▼

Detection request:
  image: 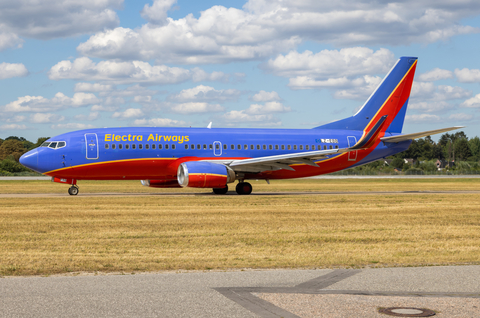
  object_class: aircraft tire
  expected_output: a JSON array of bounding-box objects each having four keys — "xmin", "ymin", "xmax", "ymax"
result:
[
  {"xmin": 213, "ymin": 186, "xmax": 228, "ymax": 194},
  {"xmin": 236, "ymin": 182, "xmax": 252, "ymax": 195},
  {"xmin": 68, "ymin": 186, "xmax": 79, "ymax": 195}
]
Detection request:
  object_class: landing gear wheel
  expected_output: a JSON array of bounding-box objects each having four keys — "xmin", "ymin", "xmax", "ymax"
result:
[
  {"xmin": 68, "ymin": 185, "xmax": 79, "ymax": 195},
  {"xmin": 213, "ymin": 186, "xmax": 228, "ymax": 194},
  {"xmin": 236, "ymin": 182, "xmax": 252, "ymax": 195}
]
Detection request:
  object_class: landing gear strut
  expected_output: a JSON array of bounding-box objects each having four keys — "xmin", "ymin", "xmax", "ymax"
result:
[
  {"xmin": 212, "ymin": 185, "xmax": 228, "ymax": 194},
  {"xmin": 68, "ymin": 185, "xmax": 79, "ymax": 195},
  {"xmin": 236, "ymin": 182, "xmax": 252, "ymax": 195}
]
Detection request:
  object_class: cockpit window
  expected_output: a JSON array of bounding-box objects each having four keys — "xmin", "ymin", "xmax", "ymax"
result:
[{"xmin": 43, "ymin": 141, "xmax": 66, "ymax": 149}]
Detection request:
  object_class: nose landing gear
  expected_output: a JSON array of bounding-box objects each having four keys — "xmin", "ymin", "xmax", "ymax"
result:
[{"xmin": 68, "ymin": 185, "xmax": 79, "ymax": 195}]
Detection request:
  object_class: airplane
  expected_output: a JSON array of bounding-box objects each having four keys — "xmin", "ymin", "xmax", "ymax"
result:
[{"xmin": 19, "ymin": 56, "xmax": 462, "ymax": 195}]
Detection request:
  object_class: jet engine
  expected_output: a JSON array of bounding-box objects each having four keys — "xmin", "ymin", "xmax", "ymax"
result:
[{"xmin": 177, "ymin": 161, "xmax": 235, "ymax": 188}]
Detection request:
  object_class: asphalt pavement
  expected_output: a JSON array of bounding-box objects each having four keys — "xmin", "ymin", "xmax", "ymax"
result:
[{"xmin": 1, "ymin": 266, "xmax": 479, "ymax": 317}]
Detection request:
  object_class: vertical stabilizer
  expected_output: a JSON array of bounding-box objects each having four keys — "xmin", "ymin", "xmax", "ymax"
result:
[{"xmin": 315, "ymin": 56, "xmax": 417, "ymax": 134}]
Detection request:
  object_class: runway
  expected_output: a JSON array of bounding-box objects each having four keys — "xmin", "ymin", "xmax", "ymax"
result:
[
  {"xmin": 2, "ymin": 190, "xmax": 480, "ymax": 198},
  {"xmin": 1, "ymin": 266, "xmax": 479, "ymax": 317}
]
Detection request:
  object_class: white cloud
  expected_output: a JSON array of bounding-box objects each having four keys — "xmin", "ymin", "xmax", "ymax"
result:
[
  {"xmin": 245, "ymin": 101, "xmax": 290, "ymax": 114},
  {"xmin": 168, "ymin": 85, "xmax": 241, "ymax": 102},
  {"xmin": 448, "ymin": 113, "xmax": 473, "ymax": 121},
  {"xmin": 250, "ymin": 90, "xmax": 281, "ymax": 102},
  {"xmin": 409, "ymin": 101, "xmax": 453, "ymax": 113},
  {"xmin": 411, "ymin": 82, "xmax": 471, "ymax": 101},
  {"xmin": 0, "ymin": 62, "xmax": 28, "ymax": 79},
  {"xmin": 3, "ymin": 115, "xmax": 26, "ymax": 123},
  {"xmin": 405, "ymin": 114, "xmax": 441, "ymax": 123},
  {"xmin": 264, "ymin": 48, "xmax": 395, "ymax": 79},
  {"xmin": 455, "ymin": 68, "xmax": 480, "ymax": 83},
  {"xmin": 77, "ymin": 1, "xmax": 480, "ymax": 63},
  {"xmin": 0, "ymin": 30, "xmax": 23, "ymax": 51},
  {"xmin": 91, "ymin": 105, "xmax": 120, "ymax": 112},
  {"xmin": 170, "ymin": 102, "xmax": 224, "ymax": 114},
  {"xmin": 3, "ymin": 92, "xmax": 100, "ymax": 113},
  {"xmin": 30, "ymin": 113, "xmax": 65, "ymax": 124},
  {"xmin": 0, "ymin": 0, "xmax": 121, "ymax": 46},
  {"xmin": 48, "ymin": 57, "xmax": 232, "ymax": 85},
  {"xmin": 74, "ymin": 112, "xmax": 100, "ymax": 121},
  {"xmin": 0, "ymin": 124, "xmax": 27, "ymax": 130},
  {"xmin": 417, "ymin": 68, "xmax": 453, "ymax": 81},
  {"xmin": 141, "ymin": 0, "xmax": 177, "ymax": 25},
  {"xmin": 51, "ymin": 123, "xmax": 95, "ymax": 130},
  {"xmin": 461, "ymin": 94, "xmax": 480, "ymax": 108},
  {"xmin": 74, "ymin": 83, "xmax": 113, "ymax": 92},
  {"xmin": 112, "ymin": 108, "xmax": 144, "ymax": 119},
  {"xmin": 133, "ymin": 118, "xmax": 186, "ymax": 126}
]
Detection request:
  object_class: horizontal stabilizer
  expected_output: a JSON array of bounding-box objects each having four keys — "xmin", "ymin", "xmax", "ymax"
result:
[{"xmin": 380, "ymin": 126, "xmax": 465, "ymax": 143}]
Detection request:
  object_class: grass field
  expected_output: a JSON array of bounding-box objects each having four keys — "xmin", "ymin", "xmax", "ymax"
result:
[{"xmin": 1, "ymin": 178, "xmax": 480, "ymax": 276}]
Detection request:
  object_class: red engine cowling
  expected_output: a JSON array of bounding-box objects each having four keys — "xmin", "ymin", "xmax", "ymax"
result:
[
  {"xmin": 140, "ymin": 179, "xmax": 181, "ymax": 188},
  {"xmin": 177, "ymin": 161, "xmax": 235, "ymax": 188}
]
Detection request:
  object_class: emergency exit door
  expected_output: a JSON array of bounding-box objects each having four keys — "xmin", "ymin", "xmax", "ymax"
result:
[{"xmin": 85, "ymin": 133, "xmax": 99, "ymax": 160}]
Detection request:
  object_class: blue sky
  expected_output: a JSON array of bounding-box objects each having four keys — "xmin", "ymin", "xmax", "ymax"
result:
[{"xmin": 1, "ymin": 0, "xmax": 480, "ymax": 142}]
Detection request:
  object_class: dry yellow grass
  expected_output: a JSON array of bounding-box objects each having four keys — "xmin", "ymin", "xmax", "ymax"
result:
[{"xmin": 1, "ymin": 178, "xmax": 479, "ymax": 276}]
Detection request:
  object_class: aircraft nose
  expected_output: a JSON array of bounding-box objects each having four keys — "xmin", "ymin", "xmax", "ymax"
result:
[{"xmin": 19, "ymin": 149, "xmax": 39, "ymax": 171}]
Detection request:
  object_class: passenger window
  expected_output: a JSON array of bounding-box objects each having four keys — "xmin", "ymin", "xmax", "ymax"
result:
[
  {"xmin": 300, "ymin": 145, "xmax": 303, "ymax": 150},
  {"xmin": 152, "ymin": 144, "xmax": 156, "ymax": 149},
  {"xmin": 244, "ymin": 144, "xmax": 248, "ymax": 150},
  {"xmin": 317, "ymin": 145, "xmax": 321, "ymax": 150},
  {"xmin": 263, "ymin": 145, "xmax": 267, "ymax": 150},
  {"xmin": 209, "ymin": 144, "xmax": 213, "ymax": 150},
  {"xmin": 191, "ymin": 144, "xmax": 195, "ymax": 149},
  {"xmin": 323, "ymin": 145, "xmax": 327, "ymax": 150},
  {"xmin": 306, "ymin": 145, "xmax": 309, "ymax": 150},
  {"xmin": 250, "ymin": 145, "xmax": 254, "ymax": 150},
  {"xmin": 112, "ymin": 144, "xmax": 116, "ymax": 149},
  {"xmin": 126, "ymin": 144, "xmax": 130, "ymax": 149},
  {"xmin": 105, "ymin": 144, "xmax": 109, "ymax": 149},
  {"xmin": 231, "ymin": 144, "xmax": 235, "ymax": 150},
  {"xmin": 335, "ymin": 145, "xmax": 339, "ymax": 149},
  {"xmin": 281, "ymin": 145, "xmax": 285, "ymax": 150},
  {"xmin": 269, "ymin": 145, "xmax": 273, "ymax": 150},
  {"xmin": 223, "ymin": 144, "xmax": 227, "ymax": 150},
  {"xmin": 139, "ymin": 144, "xmax": 143, "ymax": 149},
  {"xmin": 329, "ymin": 145, "xmax": 333, "ymax": 149},
  {"xmin": 132, "ymin": 144, "xmax": 136, "ymax": 149},
  {"xmin": 237, "ymin": 144, "xmax": 241, "ymax": 150},
  {"xmin": 197, "ymin": 144, "xmax": 201, "ymax": 150},
  {"xmin": 287, "ymin": 145, "xmax": 291, "ymax": 150},
  {"xmin": 203, "ymin": 144, "xmax": 207, "ymax": 150},
  {"xmin": 158, "ymin": 144, "xmax": 162, "ymax": 150},
  {"xmin": 119, "ymin": 144, "xmax": 123, "ymax": 149},
  {"xmin": 185, "ymin": 144, "xmax": 189, "ymax": 149},
  {"xmin": 257, "ymin": 145, "xmax": 260, "ymax": 150},
  {"xmin": 216, "ymin": 144, "xmax": 220, "ymax": 149},
  {"xmin": 275, "ymin": 145, "xmax": 279, "ymax": 150},
  {"xmin": 293, "ymin": 145, "xmax": 297, "ymax": 150},
  {"xmin": 312, "ymin": 145, "xmax": 315, "ymax": 150},
  {"xmin": 145, "ymin": 144, "xmax": 150, "ymax": 149},
  {"xmin": 165, "ymin": 144, "xmax": 169, "ymax": 149},
  {"xmin": 172, "ymin": 144, "xmax": 176, "ymax": 150}
]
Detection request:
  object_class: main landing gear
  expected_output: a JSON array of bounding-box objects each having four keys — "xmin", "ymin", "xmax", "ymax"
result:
[
  {"xmin": 68, "ymin": 185, "xmax": 79, "ymax": 195},
  {"xmin": 212, "ymin": 182, "xmax": 253, "ymax": 195},
  {"xmin": 236, "ymin": 182, "xmax": 252, "ymax": 195}
]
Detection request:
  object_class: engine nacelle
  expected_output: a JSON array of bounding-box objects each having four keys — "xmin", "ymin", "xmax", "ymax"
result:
[
  {"xmin": 177, "ymin": 161, "xmax": 235, "ymax": 188},
  {"xmin": 140, "ymin": 179, "xmax": 181, "ymax": 188}
]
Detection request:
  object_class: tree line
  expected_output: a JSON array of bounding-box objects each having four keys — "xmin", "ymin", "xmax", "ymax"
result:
[{"xmin": 1, "ymin": 132, "xmax": 480, "ymax": 175}]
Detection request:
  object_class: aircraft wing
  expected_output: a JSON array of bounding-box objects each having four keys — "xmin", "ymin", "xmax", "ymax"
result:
[
  {"xmin": 224, "ymin": 115, "xmax": 390, "ymax": 173},
  {"xmin": 226, "ymin": 147, "xmax": 345, "ymax": 173},
  {"xmin": 380, "ymin": 126, "xmax": 465, "ymax": 143}
]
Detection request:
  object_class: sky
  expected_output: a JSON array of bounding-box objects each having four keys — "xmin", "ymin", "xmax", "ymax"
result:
[{"xmin": 1, "ymin": 0, "xmax": 480, "ymax": 142}]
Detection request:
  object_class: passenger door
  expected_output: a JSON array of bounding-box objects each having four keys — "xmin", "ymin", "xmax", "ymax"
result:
[
  {"xmin": 213, "ymin": 141, "xmax": 222, "ymax": 156},
  {"xmin": 85, "ymin": 133, "xmax": 99, "ymax": 160}
]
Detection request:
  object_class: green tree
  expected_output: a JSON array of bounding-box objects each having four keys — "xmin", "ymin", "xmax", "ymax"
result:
[
  {"xmin": 468, "ymin": 137, "xmax": 480, "ymax": 161},
  {"xmin": 0, "ymin": 139, "xmax": 27, "ymax": 161},
  {"xmin": 454, "ymin": 138, "xmax": 471, "ymax": 161}
]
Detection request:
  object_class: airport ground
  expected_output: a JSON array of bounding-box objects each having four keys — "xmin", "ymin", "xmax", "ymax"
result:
[{"xmin": 0, "ymin": 178, "xmax": 479, "ymax": 276}]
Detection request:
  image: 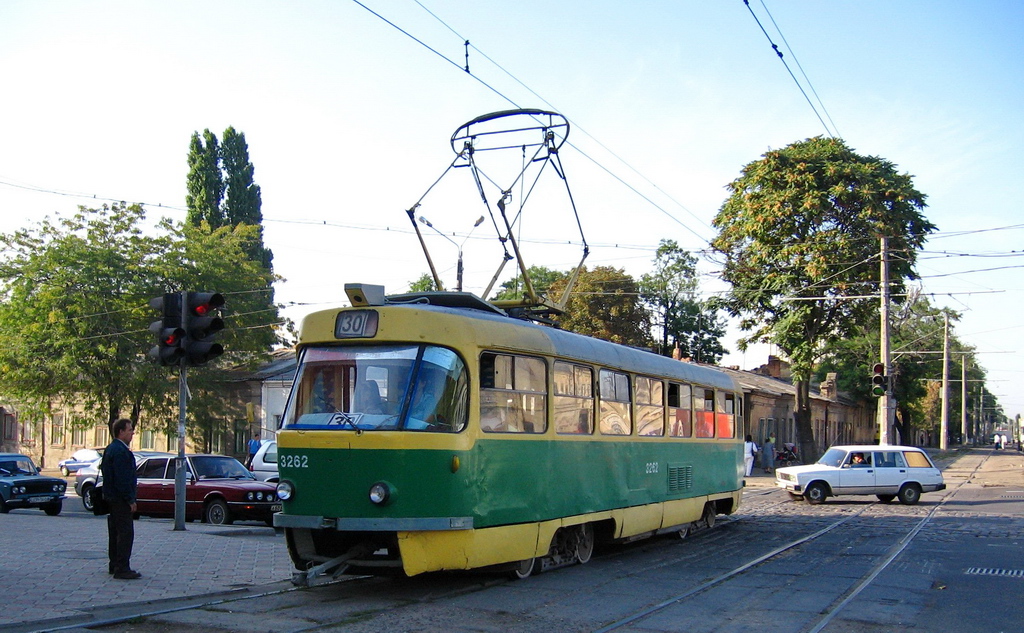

▲

#### Task description
Go through the listing above and return every line where the word "landing" occurs.

#### Solution
  object_class: landing gear wheel
  object_class: landing gear strut
  object_class: nose landing gear
  object_class: main landing gear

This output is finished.